◆ **Stated task**
Copy out only the part of the items that opens with the line containing "of the snowy" and runs to the end of the items, replacing every "lane-occupancy tally" with "perch survey" and changing nothing else.

Data listing:
** begin **

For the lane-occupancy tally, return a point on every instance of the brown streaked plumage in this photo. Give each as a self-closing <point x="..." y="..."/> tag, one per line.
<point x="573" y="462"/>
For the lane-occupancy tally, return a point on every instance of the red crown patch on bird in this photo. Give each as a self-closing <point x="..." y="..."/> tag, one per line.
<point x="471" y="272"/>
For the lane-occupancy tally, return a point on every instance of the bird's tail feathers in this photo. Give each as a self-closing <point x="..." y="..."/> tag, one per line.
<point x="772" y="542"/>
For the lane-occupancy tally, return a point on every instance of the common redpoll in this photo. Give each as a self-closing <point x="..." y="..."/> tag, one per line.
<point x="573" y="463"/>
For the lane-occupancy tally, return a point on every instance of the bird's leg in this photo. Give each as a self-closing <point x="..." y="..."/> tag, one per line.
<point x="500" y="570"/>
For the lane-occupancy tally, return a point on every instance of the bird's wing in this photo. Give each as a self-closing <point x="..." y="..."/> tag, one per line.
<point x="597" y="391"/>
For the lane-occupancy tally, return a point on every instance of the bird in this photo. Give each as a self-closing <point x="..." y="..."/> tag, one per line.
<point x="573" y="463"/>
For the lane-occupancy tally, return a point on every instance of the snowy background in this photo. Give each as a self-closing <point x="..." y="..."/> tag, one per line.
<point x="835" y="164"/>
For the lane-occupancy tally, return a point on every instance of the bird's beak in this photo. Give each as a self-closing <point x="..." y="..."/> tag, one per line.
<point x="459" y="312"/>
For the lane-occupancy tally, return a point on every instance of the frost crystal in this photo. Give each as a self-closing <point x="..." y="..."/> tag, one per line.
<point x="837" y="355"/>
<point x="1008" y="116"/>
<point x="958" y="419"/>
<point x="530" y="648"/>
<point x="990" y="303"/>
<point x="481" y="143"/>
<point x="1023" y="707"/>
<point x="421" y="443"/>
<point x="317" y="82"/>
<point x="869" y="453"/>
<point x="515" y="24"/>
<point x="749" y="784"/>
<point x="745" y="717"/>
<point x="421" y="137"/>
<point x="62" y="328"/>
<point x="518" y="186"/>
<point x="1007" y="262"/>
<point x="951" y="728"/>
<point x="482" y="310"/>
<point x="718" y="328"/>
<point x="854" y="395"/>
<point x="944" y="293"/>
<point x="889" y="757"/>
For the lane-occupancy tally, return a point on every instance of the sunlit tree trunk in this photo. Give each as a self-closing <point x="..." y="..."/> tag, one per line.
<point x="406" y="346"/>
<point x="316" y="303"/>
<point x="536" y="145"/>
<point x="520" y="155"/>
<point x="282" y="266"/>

** end **

◆ **Result of the task**
For the perch survey, return a point on every instance of the snowy background in this photo. Give each as a self-closing <point x="..." y="..."/> tag, one per line.
<point x="835" y="164"/>
For the perch survey, return a point on every instance of the bird's beak in this photo. Give each as a self-closing <point x="..." y="..."/> tag, one per line.
<point x="459" y="312"/>
For the perch survey, return a point on every instance of the frost crystal in this photo. Give each as a self-closing <point x="..." y="..."/> tag, one per line.
<point x="837" y="355"/>
<point x="1008" y="116"/>
<point x="958" y="419"/>
<point x="530" y="648"/>
<point x="990" y="303"/>
<point x="481" y="143"/>
<point x="1023" y="707"/>
<point x="421" y="443"/>
<point x="317" y="82"/>
<point x="869" y="453"/>
<point x="515" y="24"/>
<point x="749" y="784"/>
<point x="745" y="717"/>
<point x="421" y="137"/>
<point x="62" y="328"/>
<point x="518" y="186"/>
<point x="1007" y="262"/>
<point x="951" y="728"/>
<point x="482" y="310"/>
<point x="718" y="328"/>
<point x="854" y="395"/>
<point x="944" y="293"/>
<point x="889" y="757"/>
For the perch survey, return a point on every instance of the sunlit tree trunk in this photo. Give each as a self-closing <point x="..." y="..."/> tag, one per line.
<point x="406" y="346"/>
<point x="316" y="303"/>
<point x="536" y="145"/>
<point x="520" y="155"/>
<point x="282" y="266"/>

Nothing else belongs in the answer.